§ **WHAT IS NEEDED**
For each record that follows, restate the text exactly and drop the pictures.

INFORMATION section start

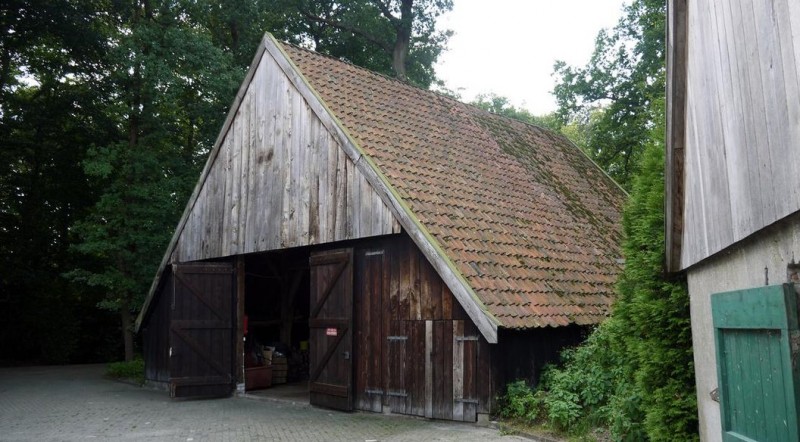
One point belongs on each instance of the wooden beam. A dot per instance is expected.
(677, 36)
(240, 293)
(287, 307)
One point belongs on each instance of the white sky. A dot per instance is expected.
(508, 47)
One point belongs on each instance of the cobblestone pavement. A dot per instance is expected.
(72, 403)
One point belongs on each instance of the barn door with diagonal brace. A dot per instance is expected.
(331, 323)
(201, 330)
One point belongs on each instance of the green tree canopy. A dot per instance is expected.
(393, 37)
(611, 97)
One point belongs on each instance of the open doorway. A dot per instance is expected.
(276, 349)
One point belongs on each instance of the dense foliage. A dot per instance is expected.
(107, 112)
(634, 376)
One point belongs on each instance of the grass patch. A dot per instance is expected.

INFORMATION section end

§ **FINISHED EXERCISE**
One point belongs on each instance of the wooden beam. A dot per instance is expected.
(677, 36)
(240, 293)
(287, 307)
One point belongs on each instance of the white sky. A dot per instance is expected.
(508, 47)
One point belongs on each instance of the cobblestone pavement. A dot per instance is expected.
(72, 403)
One point belongs on each instance of the barn door with diagonal brace. A dot per instance is expected.
(331, 323)
(201, 330)
One point belongs on each instance of the green tree canopy. A dot per instance is expected.
(393, 37)
(611, 97)
One point belongs on each instance of the open doorway. A dot per instance is expected.
(276, 349)
One point belongs on each instance of the dense foliage. A dot per instance is expected.
(107, 112)
(634, 376)
One point belongs on each instance of the grass patch. A dot per instance is expected.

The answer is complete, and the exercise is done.